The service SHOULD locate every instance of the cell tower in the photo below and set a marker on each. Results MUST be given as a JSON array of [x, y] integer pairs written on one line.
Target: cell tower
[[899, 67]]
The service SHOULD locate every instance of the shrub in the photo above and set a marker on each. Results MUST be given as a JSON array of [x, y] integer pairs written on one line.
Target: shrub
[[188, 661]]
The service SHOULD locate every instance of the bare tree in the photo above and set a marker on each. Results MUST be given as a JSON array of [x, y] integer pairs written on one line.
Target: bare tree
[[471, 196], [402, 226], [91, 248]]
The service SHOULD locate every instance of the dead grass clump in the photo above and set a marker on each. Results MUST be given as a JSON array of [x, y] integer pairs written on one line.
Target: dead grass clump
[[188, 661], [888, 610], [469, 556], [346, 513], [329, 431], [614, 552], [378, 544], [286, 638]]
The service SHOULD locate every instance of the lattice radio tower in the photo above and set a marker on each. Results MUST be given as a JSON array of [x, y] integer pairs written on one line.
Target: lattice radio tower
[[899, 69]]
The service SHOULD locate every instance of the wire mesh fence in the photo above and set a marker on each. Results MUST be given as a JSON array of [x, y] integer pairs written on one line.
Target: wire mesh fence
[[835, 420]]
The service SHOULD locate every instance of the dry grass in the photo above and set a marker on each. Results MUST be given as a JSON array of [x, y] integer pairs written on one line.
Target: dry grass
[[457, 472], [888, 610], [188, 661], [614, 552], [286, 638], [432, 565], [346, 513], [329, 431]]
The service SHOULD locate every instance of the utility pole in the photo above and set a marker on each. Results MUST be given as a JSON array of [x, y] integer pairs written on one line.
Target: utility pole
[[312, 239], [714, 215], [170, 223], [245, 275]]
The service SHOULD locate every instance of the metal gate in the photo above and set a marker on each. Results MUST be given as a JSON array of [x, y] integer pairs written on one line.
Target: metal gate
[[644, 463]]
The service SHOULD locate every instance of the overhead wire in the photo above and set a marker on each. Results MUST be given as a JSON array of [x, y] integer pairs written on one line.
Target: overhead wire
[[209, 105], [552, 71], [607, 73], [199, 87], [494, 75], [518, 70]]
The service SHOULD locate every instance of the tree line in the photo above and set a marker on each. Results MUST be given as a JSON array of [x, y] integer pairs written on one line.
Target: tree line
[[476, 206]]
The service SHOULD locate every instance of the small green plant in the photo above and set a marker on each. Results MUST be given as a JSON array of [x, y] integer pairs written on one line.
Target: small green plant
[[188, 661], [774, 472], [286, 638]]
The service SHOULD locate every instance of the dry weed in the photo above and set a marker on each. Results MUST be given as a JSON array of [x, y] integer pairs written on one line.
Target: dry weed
▬▬▬▬▬▬▬▬▬▬
## AIM OF THE EXERCISE
Please copy the data between the lines holding "The service SHOULD locate every instance of the bare" and "[[835, 420]]", inclusive, with no other lines.

## RIGHT ANSWER
The service SHOULD locate every instance of the bare tree in the photo above and set a marker on each. Results MUST be given as a JSON array of [x, y] integer pairs written on one line.
Target: bare tree
[[471, 196], [402, 226], [91, 248]]
The service SHOULD locate every instance of the dead grass clump in the photo above and set a marker on each. Results MUST be given as a JSON array of [x, y] integer pairs written on one line.
Target: dead grass clump
[[188, 661], [888, 610], [469, 556], [346, 513], [329, 431], [614, 552], [378, 544], [286, 638]]
The service SHOULD locate every instance of the lattice radio tower in the photo above and set a marker on each. Results MUST be given as a JSON array of [x, y] integer pairs written on one line.
Target: lattice radio tower
[[899, 69]]
The service SHOULD locate every instance of the wire mesh fence in the photo above and set a marker on each. Results MUST be given as a JSON array of [x, y] integer pairs written on one line.
Target: wire mesh fence
[[835, 420]]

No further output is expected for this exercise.